--- BEGIN Records provided ---

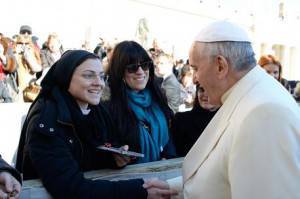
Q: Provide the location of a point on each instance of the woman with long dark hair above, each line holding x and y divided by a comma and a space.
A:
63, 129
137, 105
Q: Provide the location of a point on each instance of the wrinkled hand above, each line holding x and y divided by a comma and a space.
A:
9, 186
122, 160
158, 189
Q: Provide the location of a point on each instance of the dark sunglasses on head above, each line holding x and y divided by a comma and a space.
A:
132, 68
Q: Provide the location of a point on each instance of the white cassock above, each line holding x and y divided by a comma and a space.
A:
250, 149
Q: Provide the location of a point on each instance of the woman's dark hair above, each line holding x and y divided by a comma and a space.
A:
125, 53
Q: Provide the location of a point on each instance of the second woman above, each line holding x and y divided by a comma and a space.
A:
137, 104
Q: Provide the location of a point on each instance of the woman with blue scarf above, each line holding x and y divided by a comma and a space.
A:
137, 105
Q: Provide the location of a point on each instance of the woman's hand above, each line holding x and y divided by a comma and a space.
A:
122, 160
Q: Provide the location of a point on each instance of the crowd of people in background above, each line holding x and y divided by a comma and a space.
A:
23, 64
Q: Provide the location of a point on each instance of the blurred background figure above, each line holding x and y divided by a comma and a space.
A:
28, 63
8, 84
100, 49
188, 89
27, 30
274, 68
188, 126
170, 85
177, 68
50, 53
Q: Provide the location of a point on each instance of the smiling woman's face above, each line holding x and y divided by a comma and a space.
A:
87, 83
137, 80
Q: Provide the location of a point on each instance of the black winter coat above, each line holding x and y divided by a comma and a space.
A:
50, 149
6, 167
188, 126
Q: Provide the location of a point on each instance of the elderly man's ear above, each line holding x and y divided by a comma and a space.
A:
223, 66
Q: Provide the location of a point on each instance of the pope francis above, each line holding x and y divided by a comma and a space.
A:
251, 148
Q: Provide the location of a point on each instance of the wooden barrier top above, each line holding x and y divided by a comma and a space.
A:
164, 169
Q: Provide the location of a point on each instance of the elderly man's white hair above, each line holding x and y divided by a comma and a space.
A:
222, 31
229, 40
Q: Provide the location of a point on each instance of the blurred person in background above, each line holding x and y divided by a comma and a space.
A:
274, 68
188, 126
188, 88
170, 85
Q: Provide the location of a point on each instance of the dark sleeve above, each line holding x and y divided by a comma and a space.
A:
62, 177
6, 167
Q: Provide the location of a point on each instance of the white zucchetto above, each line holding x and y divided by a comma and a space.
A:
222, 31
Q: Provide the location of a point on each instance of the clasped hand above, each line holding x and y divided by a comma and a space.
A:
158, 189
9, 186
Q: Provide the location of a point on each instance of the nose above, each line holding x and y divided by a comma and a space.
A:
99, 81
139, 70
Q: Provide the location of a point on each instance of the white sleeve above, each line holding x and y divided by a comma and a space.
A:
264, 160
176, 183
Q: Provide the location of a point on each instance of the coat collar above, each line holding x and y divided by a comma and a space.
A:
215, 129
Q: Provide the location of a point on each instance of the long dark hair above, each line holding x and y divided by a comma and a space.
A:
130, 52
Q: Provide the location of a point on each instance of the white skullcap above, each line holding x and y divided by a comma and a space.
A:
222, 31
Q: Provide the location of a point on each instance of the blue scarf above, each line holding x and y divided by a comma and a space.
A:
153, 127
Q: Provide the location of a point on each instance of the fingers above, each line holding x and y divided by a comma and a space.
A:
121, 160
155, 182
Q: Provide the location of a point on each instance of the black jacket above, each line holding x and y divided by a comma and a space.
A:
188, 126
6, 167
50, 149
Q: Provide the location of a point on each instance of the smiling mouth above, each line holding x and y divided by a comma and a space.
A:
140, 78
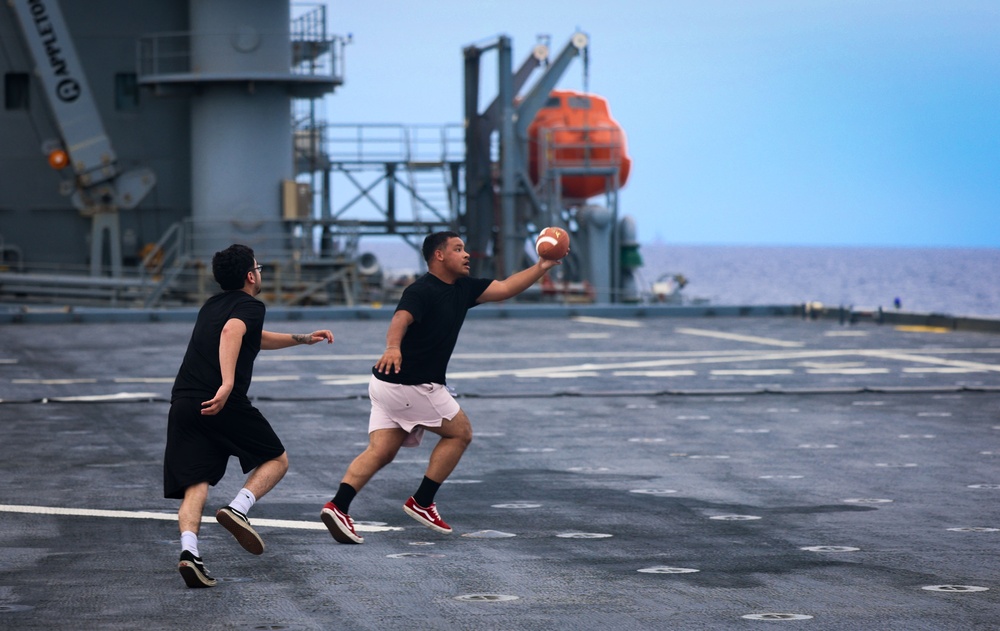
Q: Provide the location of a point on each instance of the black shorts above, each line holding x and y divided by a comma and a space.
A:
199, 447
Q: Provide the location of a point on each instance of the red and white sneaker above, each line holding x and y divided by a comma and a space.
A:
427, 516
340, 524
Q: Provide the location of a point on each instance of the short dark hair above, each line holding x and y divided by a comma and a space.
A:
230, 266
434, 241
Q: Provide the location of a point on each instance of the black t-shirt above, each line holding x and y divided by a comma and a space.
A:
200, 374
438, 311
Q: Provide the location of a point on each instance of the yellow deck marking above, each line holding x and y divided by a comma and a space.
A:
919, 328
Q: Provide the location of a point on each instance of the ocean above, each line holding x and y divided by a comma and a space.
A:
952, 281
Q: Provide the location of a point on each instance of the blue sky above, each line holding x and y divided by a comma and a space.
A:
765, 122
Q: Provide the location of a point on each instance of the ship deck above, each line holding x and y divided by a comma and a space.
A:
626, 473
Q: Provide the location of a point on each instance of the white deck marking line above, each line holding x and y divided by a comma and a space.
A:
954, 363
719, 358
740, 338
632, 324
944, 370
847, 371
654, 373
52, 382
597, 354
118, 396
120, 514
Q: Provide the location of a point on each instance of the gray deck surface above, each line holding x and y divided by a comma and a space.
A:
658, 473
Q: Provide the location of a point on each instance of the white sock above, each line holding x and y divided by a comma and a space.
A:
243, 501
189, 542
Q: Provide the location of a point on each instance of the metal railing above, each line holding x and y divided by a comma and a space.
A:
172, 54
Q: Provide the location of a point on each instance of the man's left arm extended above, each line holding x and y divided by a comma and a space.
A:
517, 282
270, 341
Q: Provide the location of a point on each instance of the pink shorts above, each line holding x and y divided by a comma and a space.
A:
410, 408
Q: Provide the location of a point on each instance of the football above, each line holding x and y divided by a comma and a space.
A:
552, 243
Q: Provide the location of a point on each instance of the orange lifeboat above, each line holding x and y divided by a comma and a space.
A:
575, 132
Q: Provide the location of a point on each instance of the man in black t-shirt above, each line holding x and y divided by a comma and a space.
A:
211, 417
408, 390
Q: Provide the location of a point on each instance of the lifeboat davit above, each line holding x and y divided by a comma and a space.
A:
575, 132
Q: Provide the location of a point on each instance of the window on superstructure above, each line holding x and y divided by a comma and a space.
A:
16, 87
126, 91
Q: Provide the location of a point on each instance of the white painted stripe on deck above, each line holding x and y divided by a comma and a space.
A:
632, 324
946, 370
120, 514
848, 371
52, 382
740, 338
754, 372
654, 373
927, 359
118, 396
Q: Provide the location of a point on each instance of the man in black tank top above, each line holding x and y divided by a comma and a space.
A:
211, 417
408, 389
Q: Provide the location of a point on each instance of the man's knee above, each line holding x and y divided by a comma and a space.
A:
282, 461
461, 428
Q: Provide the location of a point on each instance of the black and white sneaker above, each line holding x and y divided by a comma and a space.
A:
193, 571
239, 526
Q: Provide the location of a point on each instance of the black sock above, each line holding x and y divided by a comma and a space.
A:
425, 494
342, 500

--- END Records provided ---
--- BEGIN Records provided ---

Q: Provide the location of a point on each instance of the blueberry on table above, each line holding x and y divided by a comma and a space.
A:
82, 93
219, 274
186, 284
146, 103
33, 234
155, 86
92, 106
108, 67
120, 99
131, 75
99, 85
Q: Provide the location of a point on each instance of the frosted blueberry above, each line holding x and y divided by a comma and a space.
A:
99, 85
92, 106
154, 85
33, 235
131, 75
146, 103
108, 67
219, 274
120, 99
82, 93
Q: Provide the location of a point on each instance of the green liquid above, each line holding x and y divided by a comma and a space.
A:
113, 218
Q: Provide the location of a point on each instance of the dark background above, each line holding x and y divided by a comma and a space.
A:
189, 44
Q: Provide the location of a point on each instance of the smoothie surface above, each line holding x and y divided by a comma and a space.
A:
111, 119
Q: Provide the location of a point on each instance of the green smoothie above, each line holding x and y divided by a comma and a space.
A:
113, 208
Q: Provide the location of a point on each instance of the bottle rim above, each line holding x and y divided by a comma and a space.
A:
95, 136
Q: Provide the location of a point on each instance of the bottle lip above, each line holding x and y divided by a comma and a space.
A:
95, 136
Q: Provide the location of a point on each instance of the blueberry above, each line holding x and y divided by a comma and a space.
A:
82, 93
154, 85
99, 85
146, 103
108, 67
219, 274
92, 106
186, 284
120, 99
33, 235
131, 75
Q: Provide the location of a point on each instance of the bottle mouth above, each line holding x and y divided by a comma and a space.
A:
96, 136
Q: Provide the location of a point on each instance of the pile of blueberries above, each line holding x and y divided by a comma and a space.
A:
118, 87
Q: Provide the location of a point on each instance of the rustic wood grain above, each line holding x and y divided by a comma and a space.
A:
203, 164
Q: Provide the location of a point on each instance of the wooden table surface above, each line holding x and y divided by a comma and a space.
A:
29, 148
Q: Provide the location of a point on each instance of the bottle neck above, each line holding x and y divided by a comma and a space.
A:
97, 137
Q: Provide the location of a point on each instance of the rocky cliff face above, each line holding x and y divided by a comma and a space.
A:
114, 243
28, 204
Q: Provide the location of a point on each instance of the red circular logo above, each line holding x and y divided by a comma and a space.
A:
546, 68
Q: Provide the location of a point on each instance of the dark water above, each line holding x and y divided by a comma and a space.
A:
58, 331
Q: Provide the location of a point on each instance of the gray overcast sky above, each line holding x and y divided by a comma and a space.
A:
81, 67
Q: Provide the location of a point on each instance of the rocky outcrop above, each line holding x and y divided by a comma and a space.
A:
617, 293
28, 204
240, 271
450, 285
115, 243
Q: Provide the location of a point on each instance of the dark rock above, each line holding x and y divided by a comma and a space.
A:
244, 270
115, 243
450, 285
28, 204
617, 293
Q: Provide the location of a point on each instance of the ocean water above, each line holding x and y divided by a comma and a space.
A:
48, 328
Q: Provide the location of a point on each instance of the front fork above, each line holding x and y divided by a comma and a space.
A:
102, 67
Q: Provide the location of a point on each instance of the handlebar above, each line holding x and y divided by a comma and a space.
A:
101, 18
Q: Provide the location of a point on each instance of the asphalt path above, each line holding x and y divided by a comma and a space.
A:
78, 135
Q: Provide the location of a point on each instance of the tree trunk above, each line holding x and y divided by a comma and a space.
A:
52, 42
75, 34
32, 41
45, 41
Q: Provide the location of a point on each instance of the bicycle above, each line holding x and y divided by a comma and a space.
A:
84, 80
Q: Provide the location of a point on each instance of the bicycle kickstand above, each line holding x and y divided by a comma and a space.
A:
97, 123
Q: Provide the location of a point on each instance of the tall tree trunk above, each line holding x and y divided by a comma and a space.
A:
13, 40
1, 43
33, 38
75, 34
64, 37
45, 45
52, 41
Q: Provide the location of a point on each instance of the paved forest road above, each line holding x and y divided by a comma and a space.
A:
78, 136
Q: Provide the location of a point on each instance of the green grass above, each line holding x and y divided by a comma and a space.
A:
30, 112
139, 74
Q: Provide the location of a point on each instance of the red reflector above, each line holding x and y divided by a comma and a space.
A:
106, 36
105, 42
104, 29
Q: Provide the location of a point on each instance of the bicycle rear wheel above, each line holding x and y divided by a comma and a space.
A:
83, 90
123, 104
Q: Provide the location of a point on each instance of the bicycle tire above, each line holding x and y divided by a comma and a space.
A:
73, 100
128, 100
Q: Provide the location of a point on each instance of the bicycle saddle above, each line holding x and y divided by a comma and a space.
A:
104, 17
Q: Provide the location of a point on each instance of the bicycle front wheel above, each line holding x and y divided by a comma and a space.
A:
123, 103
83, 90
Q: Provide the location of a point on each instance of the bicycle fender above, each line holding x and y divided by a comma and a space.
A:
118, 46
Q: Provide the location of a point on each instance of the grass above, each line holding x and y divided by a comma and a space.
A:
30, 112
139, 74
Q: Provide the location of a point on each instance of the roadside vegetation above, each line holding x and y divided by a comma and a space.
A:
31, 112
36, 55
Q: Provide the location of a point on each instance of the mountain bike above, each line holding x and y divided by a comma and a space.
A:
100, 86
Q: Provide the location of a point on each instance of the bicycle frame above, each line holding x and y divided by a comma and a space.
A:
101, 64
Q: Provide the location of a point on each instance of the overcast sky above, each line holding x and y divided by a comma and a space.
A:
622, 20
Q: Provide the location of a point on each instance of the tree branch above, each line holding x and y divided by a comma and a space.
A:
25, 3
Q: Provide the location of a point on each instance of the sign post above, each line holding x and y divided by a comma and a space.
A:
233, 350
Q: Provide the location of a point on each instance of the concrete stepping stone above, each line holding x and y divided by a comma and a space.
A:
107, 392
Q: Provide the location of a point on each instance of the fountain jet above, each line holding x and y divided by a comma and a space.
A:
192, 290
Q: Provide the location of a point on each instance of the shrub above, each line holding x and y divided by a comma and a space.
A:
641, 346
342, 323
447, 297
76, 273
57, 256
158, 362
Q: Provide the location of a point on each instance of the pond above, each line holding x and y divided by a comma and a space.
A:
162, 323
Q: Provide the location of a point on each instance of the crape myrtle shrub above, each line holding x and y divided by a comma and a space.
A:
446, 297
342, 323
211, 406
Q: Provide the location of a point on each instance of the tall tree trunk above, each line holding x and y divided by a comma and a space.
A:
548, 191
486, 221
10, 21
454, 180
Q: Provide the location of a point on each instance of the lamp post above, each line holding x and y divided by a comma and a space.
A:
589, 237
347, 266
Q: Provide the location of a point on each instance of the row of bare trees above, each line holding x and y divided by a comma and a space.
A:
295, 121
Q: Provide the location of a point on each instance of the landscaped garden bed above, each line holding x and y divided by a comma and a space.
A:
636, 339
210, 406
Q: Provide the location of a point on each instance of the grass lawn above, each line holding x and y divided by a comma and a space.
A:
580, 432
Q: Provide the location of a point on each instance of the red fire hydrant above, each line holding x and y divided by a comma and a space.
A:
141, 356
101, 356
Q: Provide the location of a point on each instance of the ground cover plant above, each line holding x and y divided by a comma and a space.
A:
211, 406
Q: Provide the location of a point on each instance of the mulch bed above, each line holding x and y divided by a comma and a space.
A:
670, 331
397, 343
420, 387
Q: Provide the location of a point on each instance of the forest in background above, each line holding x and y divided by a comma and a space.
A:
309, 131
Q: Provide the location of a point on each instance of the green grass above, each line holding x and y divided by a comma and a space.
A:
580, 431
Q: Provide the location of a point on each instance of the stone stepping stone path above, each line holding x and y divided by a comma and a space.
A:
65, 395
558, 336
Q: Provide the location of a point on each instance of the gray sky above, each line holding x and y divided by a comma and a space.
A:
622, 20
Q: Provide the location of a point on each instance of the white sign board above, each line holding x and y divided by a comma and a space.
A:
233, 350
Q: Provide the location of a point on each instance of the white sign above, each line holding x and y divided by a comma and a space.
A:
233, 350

--- END Records provided ---
--- BEGIN Records provided ---

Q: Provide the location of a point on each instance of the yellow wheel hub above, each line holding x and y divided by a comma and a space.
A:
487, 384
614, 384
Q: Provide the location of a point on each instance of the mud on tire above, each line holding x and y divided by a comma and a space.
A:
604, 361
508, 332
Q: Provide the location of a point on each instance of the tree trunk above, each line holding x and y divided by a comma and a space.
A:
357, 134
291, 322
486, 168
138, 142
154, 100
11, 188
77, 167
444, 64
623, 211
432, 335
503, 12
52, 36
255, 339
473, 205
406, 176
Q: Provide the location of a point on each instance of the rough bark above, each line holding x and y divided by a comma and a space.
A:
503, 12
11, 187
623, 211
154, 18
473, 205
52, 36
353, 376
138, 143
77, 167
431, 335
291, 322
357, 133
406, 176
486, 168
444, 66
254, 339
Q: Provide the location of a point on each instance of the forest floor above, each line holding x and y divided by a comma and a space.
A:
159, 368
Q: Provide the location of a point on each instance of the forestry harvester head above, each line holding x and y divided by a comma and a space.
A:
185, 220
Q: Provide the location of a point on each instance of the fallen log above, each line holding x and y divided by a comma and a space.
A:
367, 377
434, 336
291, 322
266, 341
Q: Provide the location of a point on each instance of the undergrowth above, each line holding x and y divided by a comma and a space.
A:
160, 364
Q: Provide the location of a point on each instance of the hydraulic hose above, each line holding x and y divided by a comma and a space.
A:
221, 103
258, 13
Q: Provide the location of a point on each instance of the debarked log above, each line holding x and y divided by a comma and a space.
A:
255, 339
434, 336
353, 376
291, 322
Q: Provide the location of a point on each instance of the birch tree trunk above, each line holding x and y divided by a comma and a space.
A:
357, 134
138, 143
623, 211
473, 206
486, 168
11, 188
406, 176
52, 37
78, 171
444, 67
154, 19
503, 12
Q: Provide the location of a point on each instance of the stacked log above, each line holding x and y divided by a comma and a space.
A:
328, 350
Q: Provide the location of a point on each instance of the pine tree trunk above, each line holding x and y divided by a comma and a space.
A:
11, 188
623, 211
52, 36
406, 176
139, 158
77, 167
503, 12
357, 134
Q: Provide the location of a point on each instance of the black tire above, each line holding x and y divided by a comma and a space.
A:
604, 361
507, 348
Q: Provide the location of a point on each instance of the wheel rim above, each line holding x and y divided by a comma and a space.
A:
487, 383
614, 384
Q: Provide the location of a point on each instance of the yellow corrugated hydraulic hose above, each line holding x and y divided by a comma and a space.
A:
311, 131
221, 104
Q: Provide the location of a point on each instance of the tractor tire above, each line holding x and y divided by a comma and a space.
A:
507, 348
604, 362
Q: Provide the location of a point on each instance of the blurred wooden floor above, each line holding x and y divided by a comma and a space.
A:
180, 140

--- END Records provided ---

* Your objective: Report how many lines in the data above contain the word "sleeve". Give only the number.

* Result for this task: 2